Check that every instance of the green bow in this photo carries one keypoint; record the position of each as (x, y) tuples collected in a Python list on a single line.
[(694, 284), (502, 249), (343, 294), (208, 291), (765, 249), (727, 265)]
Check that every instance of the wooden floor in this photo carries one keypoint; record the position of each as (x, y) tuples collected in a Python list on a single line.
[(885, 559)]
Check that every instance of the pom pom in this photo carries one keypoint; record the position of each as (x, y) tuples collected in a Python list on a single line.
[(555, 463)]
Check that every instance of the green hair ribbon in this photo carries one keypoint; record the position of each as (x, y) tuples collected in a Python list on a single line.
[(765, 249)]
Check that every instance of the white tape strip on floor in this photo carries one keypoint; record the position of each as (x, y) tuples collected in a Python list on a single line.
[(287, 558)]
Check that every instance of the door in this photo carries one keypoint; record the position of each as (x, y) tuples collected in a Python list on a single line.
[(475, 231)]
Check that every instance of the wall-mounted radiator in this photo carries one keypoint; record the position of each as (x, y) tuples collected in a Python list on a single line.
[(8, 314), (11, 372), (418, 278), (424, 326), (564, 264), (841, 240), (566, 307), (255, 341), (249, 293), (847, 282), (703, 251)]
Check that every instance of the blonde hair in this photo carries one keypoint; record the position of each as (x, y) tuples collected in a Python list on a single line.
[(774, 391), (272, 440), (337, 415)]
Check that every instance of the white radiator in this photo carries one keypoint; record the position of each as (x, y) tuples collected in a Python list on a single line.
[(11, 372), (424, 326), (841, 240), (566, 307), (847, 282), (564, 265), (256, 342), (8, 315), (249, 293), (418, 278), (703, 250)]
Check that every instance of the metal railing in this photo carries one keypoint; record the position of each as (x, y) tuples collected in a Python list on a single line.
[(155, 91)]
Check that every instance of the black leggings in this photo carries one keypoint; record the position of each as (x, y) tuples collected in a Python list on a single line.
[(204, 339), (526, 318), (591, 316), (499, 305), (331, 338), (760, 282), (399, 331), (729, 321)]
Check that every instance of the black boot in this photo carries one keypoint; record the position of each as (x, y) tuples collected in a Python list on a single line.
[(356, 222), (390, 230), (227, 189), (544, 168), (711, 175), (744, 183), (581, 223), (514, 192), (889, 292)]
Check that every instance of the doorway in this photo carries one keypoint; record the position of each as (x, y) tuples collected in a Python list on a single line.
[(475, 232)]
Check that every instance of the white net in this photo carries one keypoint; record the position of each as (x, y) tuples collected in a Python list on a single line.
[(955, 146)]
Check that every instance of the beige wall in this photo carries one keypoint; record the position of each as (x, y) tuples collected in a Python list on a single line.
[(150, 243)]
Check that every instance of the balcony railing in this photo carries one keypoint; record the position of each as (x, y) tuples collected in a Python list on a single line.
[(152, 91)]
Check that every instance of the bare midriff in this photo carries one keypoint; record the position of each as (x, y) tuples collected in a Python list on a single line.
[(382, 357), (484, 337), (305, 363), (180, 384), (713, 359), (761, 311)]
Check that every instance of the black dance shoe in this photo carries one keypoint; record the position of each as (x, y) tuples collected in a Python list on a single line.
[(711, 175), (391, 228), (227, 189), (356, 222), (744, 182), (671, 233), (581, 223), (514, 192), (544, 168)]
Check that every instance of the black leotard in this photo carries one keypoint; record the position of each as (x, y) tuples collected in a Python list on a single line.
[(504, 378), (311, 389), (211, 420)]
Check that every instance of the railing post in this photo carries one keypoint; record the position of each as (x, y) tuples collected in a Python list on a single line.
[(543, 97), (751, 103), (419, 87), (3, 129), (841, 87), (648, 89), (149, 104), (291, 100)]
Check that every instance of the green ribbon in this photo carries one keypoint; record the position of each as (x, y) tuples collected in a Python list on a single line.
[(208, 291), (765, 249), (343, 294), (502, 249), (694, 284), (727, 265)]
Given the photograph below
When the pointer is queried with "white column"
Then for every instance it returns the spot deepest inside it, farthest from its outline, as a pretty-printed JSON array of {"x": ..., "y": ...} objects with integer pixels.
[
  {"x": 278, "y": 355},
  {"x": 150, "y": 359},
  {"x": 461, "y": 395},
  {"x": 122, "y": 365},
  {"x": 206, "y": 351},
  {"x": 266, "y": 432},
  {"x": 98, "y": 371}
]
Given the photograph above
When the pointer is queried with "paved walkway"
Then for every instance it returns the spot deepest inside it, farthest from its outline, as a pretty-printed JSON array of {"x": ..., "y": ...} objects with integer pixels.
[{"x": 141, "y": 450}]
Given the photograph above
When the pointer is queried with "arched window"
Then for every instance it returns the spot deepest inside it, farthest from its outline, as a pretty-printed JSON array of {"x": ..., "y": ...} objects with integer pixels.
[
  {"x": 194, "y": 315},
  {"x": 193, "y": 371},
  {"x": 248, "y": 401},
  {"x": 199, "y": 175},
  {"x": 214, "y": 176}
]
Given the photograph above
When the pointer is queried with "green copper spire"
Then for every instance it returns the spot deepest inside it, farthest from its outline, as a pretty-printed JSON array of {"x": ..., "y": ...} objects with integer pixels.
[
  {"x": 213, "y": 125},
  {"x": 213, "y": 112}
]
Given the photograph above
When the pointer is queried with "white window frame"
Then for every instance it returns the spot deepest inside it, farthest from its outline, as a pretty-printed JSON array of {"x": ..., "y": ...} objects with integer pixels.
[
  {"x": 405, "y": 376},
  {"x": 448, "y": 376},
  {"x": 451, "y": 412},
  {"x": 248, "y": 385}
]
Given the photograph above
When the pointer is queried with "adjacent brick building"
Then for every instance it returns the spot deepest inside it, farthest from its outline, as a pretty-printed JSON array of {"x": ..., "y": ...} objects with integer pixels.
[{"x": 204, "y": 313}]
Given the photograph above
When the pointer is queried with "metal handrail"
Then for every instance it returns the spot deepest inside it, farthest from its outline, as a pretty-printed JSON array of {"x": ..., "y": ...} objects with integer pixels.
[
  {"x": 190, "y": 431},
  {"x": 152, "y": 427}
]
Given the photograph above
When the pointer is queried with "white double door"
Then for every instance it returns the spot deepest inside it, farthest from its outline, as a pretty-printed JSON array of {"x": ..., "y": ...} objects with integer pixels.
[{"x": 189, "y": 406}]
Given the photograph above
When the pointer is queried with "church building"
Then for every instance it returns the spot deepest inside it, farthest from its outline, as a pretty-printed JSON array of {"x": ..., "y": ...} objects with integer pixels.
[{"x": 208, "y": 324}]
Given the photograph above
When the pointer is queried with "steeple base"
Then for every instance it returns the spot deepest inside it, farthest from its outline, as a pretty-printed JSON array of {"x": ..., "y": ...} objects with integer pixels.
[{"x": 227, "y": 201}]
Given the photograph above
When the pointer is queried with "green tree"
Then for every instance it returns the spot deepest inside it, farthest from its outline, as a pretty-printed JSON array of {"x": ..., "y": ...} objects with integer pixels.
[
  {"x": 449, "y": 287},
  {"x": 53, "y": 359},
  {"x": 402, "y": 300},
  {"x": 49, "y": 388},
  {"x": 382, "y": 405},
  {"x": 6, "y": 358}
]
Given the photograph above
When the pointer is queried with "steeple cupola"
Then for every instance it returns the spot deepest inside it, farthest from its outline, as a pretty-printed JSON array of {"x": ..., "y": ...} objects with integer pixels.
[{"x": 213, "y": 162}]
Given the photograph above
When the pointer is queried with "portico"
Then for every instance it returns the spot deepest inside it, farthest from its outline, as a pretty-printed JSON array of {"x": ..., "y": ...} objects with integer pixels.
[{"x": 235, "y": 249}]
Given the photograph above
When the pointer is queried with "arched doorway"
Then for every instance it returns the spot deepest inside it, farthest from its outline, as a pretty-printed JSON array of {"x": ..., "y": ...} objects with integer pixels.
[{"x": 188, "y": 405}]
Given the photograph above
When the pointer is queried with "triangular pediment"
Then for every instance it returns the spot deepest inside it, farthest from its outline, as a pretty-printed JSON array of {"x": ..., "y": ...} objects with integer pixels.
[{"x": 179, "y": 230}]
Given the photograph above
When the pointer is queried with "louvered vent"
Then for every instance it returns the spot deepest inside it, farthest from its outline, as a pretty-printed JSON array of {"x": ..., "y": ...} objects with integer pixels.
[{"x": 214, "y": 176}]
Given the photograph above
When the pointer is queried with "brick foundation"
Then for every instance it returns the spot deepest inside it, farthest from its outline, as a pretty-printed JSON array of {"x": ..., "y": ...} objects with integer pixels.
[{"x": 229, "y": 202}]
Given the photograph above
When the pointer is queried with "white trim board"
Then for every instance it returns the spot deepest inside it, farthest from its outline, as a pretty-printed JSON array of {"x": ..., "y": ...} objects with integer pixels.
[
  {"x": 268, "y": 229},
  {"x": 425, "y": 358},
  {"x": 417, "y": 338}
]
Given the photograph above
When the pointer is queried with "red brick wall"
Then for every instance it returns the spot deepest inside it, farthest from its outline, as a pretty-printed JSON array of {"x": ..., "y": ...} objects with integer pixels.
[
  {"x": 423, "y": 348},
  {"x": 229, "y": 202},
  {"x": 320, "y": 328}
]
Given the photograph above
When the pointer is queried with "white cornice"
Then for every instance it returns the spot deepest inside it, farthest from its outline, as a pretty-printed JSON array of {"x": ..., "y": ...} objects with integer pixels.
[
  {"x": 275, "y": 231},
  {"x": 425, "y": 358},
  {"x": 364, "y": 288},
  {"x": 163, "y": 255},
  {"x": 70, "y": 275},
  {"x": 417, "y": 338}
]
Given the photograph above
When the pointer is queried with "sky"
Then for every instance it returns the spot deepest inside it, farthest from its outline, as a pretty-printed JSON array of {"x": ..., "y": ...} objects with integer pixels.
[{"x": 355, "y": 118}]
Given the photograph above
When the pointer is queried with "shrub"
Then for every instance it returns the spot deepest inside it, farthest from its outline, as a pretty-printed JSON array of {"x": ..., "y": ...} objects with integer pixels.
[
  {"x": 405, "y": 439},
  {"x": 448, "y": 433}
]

Exercise goal: Find every line of the data that includes the string "arched". Copy each of those lines.

Exercise result:
When the pointer is queried with "arched window"
When the pointer is queried with "arched doorway"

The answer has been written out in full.